**Given request:**
Repeat all of the material below exactly as written, images excluded.
-.-.-
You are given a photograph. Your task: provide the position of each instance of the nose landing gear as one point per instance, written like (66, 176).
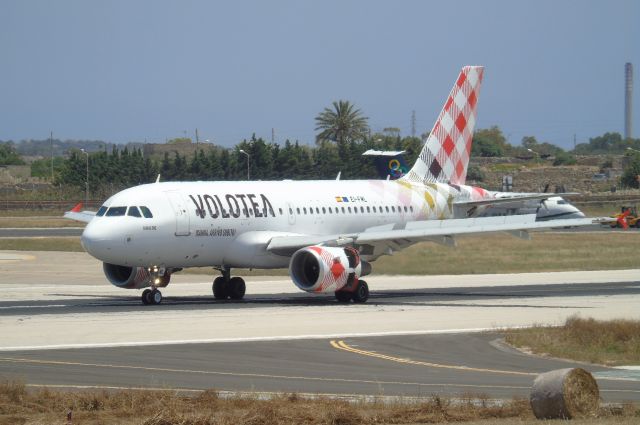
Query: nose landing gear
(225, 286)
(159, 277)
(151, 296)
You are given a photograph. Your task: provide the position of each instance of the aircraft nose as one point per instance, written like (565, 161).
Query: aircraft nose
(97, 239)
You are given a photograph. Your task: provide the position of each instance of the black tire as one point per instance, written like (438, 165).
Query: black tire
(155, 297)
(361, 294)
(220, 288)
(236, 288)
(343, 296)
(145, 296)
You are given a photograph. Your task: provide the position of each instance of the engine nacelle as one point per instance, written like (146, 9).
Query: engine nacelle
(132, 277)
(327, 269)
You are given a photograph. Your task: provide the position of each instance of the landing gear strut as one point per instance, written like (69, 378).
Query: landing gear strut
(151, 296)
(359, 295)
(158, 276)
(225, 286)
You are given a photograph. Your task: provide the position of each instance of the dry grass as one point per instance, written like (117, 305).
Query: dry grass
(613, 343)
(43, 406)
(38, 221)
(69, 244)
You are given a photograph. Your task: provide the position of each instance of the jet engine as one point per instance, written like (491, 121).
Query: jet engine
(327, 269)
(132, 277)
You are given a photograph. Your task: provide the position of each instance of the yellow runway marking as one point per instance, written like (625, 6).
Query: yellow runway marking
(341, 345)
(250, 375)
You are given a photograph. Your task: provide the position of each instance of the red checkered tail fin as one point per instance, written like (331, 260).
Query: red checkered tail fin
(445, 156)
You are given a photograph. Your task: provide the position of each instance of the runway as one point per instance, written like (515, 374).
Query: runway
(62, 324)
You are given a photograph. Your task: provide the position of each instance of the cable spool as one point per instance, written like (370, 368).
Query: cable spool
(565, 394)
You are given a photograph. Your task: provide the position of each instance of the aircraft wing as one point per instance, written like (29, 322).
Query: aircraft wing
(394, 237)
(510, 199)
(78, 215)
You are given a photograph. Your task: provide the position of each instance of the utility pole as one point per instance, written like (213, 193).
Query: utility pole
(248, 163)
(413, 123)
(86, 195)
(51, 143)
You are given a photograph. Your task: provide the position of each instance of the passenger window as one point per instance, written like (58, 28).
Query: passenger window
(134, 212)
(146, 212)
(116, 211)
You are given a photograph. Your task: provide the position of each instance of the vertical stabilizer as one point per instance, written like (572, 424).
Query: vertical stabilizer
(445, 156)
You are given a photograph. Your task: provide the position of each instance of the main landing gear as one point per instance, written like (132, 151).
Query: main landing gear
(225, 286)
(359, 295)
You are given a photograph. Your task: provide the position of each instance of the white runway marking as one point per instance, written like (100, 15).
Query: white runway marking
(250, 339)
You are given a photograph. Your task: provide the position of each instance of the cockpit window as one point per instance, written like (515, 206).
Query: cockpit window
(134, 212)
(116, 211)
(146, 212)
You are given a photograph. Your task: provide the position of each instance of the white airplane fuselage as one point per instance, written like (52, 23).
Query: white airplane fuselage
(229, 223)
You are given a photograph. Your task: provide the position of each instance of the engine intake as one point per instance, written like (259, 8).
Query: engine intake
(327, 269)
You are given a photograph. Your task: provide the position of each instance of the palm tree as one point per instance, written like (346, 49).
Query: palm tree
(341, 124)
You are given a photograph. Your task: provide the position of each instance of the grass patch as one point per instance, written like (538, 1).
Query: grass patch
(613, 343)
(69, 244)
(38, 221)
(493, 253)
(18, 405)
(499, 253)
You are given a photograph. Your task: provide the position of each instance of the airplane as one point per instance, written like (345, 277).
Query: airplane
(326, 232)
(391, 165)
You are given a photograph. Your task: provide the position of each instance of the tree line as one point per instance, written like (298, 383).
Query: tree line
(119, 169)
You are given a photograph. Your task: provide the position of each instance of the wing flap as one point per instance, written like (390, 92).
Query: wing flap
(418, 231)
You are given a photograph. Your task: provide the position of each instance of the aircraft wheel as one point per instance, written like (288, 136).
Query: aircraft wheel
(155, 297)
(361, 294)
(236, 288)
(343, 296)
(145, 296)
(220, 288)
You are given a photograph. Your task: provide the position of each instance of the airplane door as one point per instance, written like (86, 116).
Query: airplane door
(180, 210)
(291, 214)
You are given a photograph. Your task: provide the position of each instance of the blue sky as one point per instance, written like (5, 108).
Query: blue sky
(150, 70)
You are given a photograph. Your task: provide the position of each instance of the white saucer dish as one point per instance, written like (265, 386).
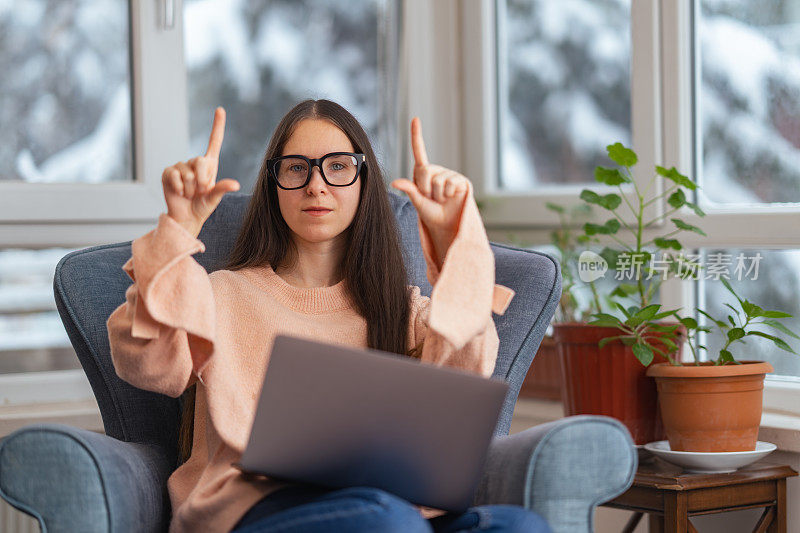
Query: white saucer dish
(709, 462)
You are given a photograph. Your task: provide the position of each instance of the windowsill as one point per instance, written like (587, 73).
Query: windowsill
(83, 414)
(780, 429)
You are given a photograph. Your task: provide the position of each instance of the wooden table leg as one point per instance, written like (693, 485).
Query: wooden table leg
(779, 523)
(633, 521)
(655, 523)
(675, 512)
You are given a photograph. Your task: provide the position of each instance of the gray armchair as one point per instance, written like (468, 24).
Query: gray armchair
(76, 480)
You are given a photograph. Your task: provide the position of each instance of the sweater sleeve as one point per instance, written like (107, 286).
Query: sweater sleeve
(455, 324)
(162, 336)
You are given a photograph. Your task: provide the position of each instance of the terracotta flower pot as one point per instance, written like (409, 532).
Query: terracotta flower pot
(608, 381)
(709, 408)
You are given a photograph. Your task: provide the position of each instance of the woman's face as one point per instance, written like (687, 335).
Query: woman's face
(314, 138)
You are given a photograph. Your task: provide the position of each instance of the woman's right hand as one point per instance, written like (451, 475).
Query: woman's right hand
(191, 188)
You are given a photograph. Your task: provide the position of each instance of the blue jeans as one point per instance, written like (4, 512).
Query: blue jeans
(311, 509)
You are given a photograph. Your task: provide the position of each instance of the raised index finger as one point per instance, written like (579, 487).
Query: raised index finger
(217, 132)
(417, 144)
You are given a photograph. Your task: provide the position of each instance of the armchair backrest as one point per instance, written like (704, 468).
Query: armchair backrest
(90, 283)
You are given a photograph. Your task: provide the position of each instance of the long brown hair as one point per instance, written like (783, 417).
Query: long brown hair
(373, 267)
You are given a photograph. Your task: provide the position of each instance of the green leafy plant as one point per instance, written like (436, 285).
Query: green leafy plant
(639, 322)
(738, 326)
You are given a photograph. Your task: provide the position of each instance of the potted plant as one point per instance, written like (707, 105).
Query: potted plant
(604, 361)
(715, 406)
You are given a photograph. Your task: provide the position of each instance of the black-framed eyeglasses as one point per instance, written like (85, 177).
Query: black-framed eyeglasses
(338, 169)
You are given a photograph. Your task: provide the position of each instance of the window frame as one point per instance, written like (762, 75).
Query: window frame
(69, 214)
-.-.-
**Result for this exercise:**
You are given a photograph. Your task: provide the position of each instance of the nose landing gear as one point per instance, written like (66, 176).
Query: nose landing gear
(225, 286)
(159, 277)
(151, 296)
You are given a photograph. Your task: provide the position of each instance of the aircraft nose as one point per instance, written like (565, 161).
Query: aircraft nose
(97, 239)
You are given a photograph. Your task: provide the position of each instance of the black tire as one point per instance, written like (438, 165).
Query: black tire
(155, 297)
(361, 294)
(220, 288)
(236, 288)
(343, 296)
(145, 296)
You are given a photograph. Your task: provide the position of each instance of the engine nacelle as one point per instance, written like (146, 9).
Query: engine nacelle
(132, 277)
(327, 269)
You are given a photograph. Your task: provide the position of each instance of the landing gear strut as one point per instance, written like (69, 378).
Query: landing gear strut
(151, 296)
(359, 295)
(158, 276)
(225, 286)
You are given a photograph. Your task: provide the position of each instance of the dry grass as one point per instance, written like (117, 305).
Query: dry grass
(613, 343)
(43, 406)
(38, 221)
(69, 244)
You are given a photograph. Your task: provide the position of each instance of the jet engine as one point per instance, written like (491, 121).
Query: jet engine
(327, 269)
(132, 277)
You are given a photograph. Your task: provide the position of each instance of the yellow runway marking as one point per instance, written like (625, 6).
Query: yellow runway marking
(341, 345)
(250, 375)
You are given a photograph. Your task: provide the position of each instance of the red checkered tail fin as one point per instance, written like (331, 260).
Query: red checkered tail fin
(445, 156)
You are given a photograph. Your task: provide the position of each instance of the runway as one point per instance, written like (515, 374).
Query: runway
(62, 324)
You are given a photograph. Your task: provide the position of each instance of the cable spool as one point per instance, written like (370, 368).
Query: cable spool
(565, 394)
You are given a photograph. Your task: provide the position of each instance of the aircraft wing as one point per instance, written like (29, 322).
Query: aircraft wing
(394, 237)
(510, 199)
(78, 215)
You are given a photograph. Your task: provide the position of each instance of the utility pole as one point per instance, written like (213, 193).
Query: utility pole
(248, 163)
(413, 123)
(86, 195)
(51, 143)
You are given a photograph. Your task: provide the position of each instance of the passenger window as one point per instance, written like (58, 28).
Query: passenger window
(134, 212)
(146, 212)
(116, 211)
You are given a photograph. Your task: provide the position of each instance of the vertical stabilizer as one point per instance, written like (572, 424).
Query: vertical stabilizer
(445, 156)
You are given a photograph. Your task: provide the position of each instance of the main landing gear as one point per instance, written like (132, 151).
Query: main landing gear
(225, 286)
(359, 295)
You are given a photograph. Your task: provide the position of each instance of the white runway marking as one point per instance, written like (100, 15).
Query: white runway marking
(250, 339)
You are given a photograph. Your task: provide the position of each instance of the cockpit window as one point per instance, written like (515, 206).
Query: cockpit window
(134, 212)
(116, 211)
(146, 212)
You are given a photograph. Your task: provide the position of each instance of the white airplane fuselage as one point per instance, written like (52, 23).
Query: white airplane fuselage
(229, 223)
You are given a photograph. Your task: provide the position of each instance of the engine intake as one point per instance, written like (259, 8).
Query: engine intake
(327, 269)
You are given a photograph. Your task: provide the position of each instance of the palm tree as one point per instance, written like (346, 49).
Query: palm tree
(341, 124)
You are given a photograph. Your task: provide the position of each instance of the grass patch as one point per instance, written like (538, 1).
Query: grass patch
(613, 343)
(69, 244)
(38, 221)
(493, 253)
(18, 405)
(499, 253)
You are given a photograph. Your task: provide the position of each instance of the airplane as one point per instance, written like (345, 277).
Query: airplane
(326, 232)
(391, 165)
You are given a photograph. Your task: provide the position of each instance of the tree line as one point per instance, written like (298, 383).
Query: tree line
(119, 169)
You are given a photograph. Your task: provide the position of each instance of the wing flap as one point per instance, written like (390, 92).
Query: wing flap
(418, 231)
You are given a photograph. Your task: provide the position of each instance of the aircraft wheel as one point per instance, written like (288, 136).
Query: aircraft wheel
(155, 297)
(361, 294)
(236, 288)
(343, 296)
(145, 296)
(220, 288)
You are given a photograph. Your task: provide the position of each instance of the airplane door as one point per instance, written like (86, 116).
Query: airplane door
(180, 210)
(291, 214)
You are given a photograph. Your task: provide the position of each instance of the blue sky as one point per instance, written like (5, 108).
Query: blue sky
(150, 70)
You are given a photograph. Your task: provide the position of each instance of the white saucer dish as one point per instance, written like (265, 386).
Query: white saucer dish
(709, 462)
You are given a photograph. Your task: provide the position of each instance of the windowsill as one point per instance, written like (587, 73).
Query: windowsill
(83, 414)
(780, 429)
You are given a photograph. Your task: provide the position of each instance of the wooden table leg as one point per instance, written like (693, 485).
Query: wooden table leg
(779, 523)
(633, 521)
(655, 523)
(675, 512)
You are given a photograph. Your task: provide the position of each instance of the gray armchair as one point per instance, written like (468, 24).
Query: gray armchair
(76, 480)
You are given a photograph. Your task: provide the position of each instance of the sweater sleeve as one point per instance, written like (107, 286).
Query: sweater sleeve
(455, 324)
(162, 336)
You are given a photograph. Your task: provide the position of each instance of the terracotta flower pot as one point per instance, written like (409, 532).
Query: terracotta flower pot
(608, 381)
(709, 408)
You are given a photograph. Your task: provide the position of each instance of the woman's face as one point per instance, written like (687, 335).
Query: woman's face
(314, 138)
You are given a photograph. Your task: provide the position of each instance of the woman's right hand as one point per instance, written like (451, 475).
Query: woman's right hand
(191, 188)
You are given a photograph. Your task: provide the position of each instance of the blue jeans as one point per instance, written like (4, 512).
Query: blue jeans
(311, 509)
You are given a photograph. Your task: provide the position of each instance of the raised index finger as one point per instance, written like (579, 487).
Query: raised index finger
(217, 132)
(417, 144)
You are given a photograph. Your task: provide the position of each instance of the armchair backrest as one point per instance, written like (704, 468).
Query: armchair backrest
(90, 283)
You are given a photograph. Your task: provide the position of each instance of the long brown hair as one point per instance, written like (783, 417).
Query: long brown hair
(373, 267)
You are given a photograph. Your task: provide the position of each instance of the green leafy plant as one point per instance, written like (436, 285).
Query: green leafy plant
(639, 322)
(738, 326)
You are given a photograph. Your task: provide the position of each instance of the potted plant as one point per instance, written like (707, 105).
Query: potted plant
(604, 361)
(715, 406)
You are given a photograph. Your task: provide the position of each instance of the black-framed eyeglasses as one point per instance, written like (85, 177).
Query: black-framed eyeglasses
(338, 169)
You are given a photograph. Your task: provide the position of each instance of the window frame as one point per instance, written like (762, 75).
Query: window frame
(69, 214)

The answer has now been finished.